O Exame Nacional do Ensino Médio (Enem) será aplicado no próximo domingo (21) em meio a uma crise interna do Instituto Nacional de Pesquisas Educacionais (Inep), órgão responsável pela prova. Além disso, colaboradores terceirizados que vão fiscalizar os candidatos durante o Enem relatam corte no número de aplicadores por sala este ano e temem fragilidades na supervisão dos estudantes.
Em salas com menos de 26 candidatos, haverá apenas o chefe de sala no comando da turma, conforme afirmam. Nos anos anteriores, o trabalho era feito em duplas: um chefe de sala e um aplicador. O Estadão ouviu colaboradores de oito Estados. Também acessou os manuais com as tarefas que devem realizar nos dias do exame e os documentos enviados a eles pelo consórcio aplicador.
As provas ocorrem neste domingo (21) e no próximo (28). Cerca de 3,1 milhões de candidatos devem fazer o exame, principal forma de ingresso no ensino superior brasileiro. O Inep enfrenta, nos últimos dias, sua maior crise: 37 servidores com experiência no Enem pediram para deixar seus cargos às vésperas do exame por discordarem da gestão do atual presidente da autarquia, Danilo Dupas. As alegações da categoria são de falhas de gestão e assédio - o que ele nega.
Nos postos de trabalho dos colaboradores terceirizados, as mudanças foram descobertas há poucas semanas. "Será só uma pessoa (fiscal) por sala. Alegaram que, na sala com menos de 25 alunos, só uma pessoa bastaria para aplicar", disse a coordenadora de aplicação em uma escola pública no interior de Mina. Esses funcionários são contratados pelo consórcio aplicador da prova, a Cesgranrio.
Procurado, o Inep não se posicionou até a publicação da reportagem. Já a Cesgranrio, responsável pela aplicação, informou que não poderia comentar o assunto por "motivos contratuais".
"Quando fui alocar minha equipe, vi que não tinha a opção de aplicador. Antes, sempre tinha. Foi uma surpresa. Estava contando com o dobro de pessoas, como nos anos anteriores", completou. Ela teme que seja mais difícil resolver eventuais problemas e diz que o trabalho pode recair sobre os fiscais de corredor e banheiro - que, segundo conta, também não aumentaram.

Trecho do conjunto de dados
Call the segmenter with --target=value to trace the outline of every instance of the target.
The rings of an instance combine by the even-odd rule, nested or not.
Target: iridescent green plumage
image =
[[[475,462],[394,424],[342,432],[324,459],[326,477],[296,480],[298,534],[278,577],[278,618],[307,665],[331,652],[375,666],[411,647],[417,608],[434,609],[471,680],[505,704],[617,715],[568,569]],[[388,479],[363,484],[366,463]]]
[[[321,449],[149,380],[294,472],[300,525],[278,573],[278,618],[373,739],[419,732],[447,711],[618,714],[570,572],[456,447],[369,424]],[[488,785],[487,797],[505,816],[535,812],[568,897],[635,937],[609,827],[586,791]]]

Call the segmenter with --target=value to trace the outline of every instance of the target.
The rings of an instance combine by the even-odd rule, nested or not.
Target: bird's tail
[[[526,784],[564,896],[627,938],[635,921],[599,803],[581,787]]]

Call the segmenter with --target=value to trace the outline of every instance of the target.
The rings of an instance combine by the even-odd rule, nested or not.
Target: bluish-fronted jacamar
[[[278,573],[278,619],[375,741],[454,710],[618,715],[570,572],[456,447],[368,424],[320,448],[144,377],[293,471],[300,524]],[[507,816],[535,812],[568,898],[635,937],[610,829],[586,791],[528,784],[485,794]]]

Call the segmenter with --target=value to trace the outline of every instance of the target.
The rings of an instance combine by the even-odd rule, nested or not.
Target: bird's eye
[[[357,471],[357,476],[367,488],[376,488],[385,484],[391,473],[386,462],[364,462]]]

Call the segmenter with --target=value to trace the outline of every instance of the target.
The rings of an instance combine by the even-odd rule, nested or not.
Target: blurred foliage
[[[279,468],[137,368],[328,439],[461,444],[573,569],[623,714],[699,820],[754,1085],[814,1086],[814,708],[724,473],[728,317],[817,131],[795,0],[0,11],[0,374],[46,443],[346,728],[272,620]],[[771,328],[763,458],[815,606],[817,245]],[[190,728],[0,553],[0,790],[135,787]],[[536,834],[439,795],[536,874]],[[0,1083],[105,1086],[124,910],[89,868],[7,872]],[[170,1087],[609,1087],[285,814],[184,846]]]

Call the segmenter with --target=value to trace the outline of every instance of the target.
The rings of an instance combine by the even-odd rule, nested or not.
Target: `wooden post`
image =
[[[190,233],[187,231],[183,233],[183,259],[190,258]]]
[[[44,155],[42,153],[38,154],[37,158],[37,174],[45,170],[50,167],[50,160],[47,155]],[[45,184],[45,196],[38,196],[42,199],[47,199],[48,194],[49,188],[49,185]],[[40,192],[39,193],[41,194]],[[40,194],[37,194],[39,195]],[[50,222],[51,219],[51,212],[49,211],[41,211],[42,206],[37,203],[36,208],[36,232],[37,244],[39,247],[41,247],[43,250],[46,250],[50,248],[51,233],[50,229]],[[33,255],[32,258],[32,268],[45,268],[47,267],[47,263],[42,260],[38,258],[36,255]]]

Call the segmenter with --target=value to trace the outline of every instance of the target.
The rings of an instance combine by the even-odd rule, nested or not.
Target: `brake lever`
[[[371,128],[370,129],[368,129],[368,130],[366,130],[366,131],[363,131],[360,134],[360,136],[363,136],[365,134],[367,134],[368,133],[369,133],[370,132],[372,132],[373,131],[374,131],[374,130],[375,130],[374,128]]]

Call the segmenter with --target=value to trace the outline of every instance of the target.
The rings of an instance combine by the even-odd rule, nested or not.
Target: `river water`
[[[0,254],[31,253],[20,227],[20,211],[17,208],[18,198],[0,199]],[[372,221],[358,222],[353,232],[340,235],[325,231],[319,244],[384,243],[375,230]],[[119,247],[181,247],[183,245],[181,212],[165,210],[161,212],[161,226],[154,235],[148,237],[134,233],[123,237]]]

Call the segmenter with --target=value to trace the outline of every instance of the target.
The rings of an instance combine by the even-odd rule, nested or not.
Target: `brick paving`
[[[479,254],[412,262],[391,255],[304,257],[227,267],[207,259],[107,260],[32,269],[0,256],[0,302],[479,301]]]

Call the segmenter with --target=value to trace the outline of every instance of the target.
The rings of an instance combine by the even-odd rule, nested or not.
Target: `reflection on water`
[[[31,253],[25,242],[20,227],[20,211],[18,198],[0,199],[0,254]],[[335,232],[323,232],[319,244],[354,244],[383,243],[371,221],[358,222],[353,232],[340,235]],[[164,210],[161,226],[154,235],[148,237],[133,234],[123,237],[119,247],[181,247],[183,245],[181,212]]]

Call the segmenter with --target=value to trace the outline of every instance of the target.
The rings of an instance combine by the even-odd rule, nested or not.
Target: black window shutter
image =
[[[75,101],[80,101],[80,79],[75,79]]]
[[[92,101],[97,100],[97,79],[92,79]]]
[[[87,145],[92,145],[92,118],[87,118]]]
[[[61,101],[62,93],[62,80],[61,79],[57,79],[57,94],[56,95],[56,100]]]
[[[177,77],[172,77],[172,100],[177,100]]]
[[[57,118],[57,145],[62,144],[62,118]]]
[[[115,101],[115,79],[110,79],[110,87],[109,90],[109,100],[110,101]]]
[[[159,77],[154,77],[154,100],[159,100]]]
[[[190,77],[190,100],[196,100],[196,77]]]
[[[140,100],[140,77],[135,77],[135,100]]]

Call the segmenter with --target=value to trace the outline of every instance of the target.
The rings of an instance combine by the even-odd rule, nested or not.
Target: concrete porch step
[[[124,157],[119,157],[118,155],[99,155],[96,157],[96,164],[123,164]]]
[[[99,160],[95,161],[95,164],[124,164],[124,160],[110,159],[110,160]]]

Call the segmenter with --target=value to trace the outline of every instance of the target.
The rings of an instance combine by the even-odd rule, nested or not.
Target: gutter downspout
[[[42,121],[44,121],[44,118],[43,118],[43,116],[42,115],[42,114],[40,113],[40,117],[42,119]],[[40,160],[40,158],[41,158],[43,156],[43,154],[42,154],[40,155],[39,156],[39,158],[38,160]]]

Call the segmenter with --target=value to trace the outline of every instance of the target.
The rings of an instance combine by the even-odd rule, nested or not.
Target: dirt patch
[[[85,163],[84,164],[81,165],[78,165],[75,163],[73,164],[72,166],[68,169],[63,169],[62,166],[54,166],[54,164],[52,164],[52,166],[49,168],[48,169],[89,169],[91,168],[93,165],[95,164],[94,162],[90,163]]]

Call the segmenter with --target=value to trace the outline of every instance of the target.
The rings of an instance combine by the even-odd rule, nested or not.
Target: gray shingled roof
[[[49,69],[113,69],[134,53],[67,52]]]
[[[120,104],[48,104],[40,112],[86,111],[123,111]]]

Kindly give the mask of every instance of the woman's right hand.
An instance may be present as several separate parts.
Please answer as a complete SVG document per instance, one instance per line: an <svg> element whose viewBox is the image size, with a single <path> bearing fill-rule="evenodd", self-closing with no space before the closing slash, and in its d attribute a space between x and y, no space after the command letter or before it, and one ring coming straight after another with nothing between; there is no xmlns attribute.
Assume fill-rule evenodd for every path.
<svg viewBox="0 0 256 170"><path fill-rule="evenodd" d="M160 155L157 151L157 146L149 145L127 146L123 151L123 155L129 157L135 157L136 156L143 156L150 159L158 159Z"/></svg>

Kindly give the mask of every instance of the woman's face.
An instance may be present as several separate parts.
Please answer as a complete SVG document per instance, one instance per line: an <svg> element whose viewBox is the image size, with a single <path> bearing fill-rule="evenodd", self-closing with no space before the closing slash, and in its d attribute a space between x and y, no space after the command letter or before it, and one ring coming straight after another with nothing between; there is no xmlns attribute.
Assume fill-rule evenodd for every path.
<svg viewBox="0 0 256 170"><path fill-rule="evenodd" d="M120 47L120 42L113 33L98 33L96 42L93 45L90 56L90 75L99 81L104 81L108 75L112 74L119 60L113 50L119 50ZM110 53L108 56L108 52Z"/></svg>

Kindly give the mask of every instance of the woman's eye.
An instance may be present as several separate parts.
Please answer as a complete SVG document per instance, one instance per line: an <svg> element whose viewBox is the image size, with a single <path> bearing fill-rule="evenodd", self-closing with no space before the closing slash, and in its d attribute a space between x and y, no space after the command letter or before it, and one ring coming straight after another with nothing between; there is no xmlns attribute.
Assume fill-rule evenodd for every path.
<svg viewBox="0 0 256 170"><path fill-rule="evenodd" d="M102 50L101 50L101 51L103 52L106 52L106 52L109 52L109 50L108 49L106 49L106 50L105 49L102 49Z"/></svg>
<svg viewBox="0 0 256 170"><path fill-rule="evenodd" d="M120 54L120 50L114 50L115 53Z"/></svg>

### SUAS TAREFAS
- 1) Reescreva em forma de lista o parágrafo da reportagem sobre o Enem que começa com "As provas ocorrem neste domingo (21)", mantendo os fatos principais.
- 2) Traduza para o inglês esta frase da reportagem: "Nos anos anteriores, o trabalho era feito em duplas: um chefe de sala e um aplicador."
- 3) Liste todas as organizações mencionadas pelo nome na reportagem.
Os registros não têm relação com a reportagem.

### SOLUÇÕES POR TAREFA
- 1)
- As provas acontecem nos domingos 21 e 28.
- Cerca de 3,1 milhões de candidatos devem fazer o exame, principal forma de ingresso no ensino superior brasileiro.
- O Inep enfrenta sua maior crise: 37 servidores com experiência no Enem pediram para deixar os cargos às vésperas do exame.
- Eles discordam da gestão do presidente da autarquia, Danilo Dupas, e alegam falhas de gestão e assédio.
- Dupas nega as acusações.

- 2) In previous years, the work was done in pairs: a room supervisor and a test administrator.

- 3)
- Instituto Nacional de Pesquisas Educacionais (Inep)
- Cesgranrio
- Estadão